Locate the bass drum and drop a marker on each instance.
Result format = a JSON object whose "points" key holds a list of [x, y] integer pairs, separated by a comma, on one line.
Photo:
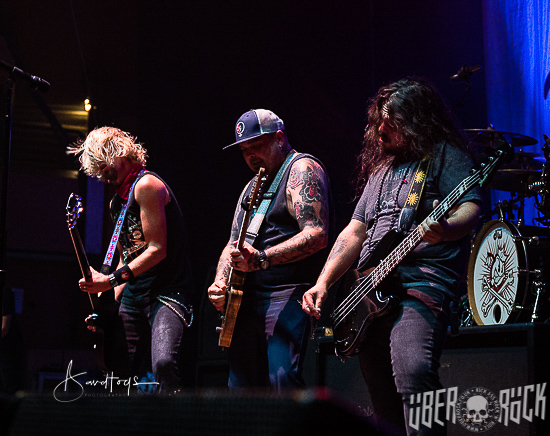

* * *

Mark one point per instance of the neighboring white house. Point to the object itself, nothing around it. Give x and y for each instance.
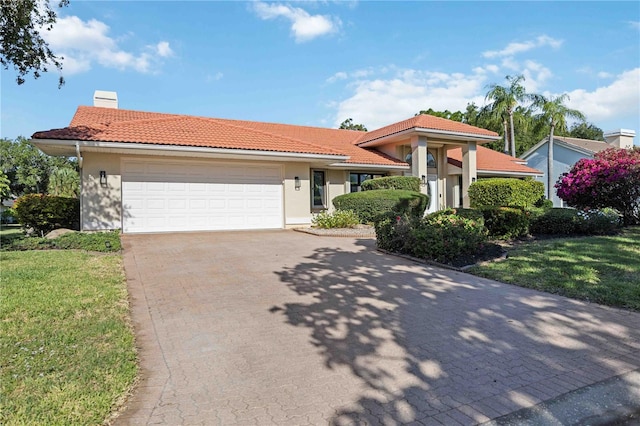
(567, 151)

## DESCRIPTION OF THE TASK
Pull out each line in the rows above that contains the word "object", and copy those lines in full. Case counts.

## RESULT OF THIS TASK
Result format = a JSON object whose "points" key holds a list of [x, y] integer pairs, separated by a comma, on one line.
Mark one point per instance of the neighboring white house. Point to the object itself, nothing around it. Give x and y for each instance.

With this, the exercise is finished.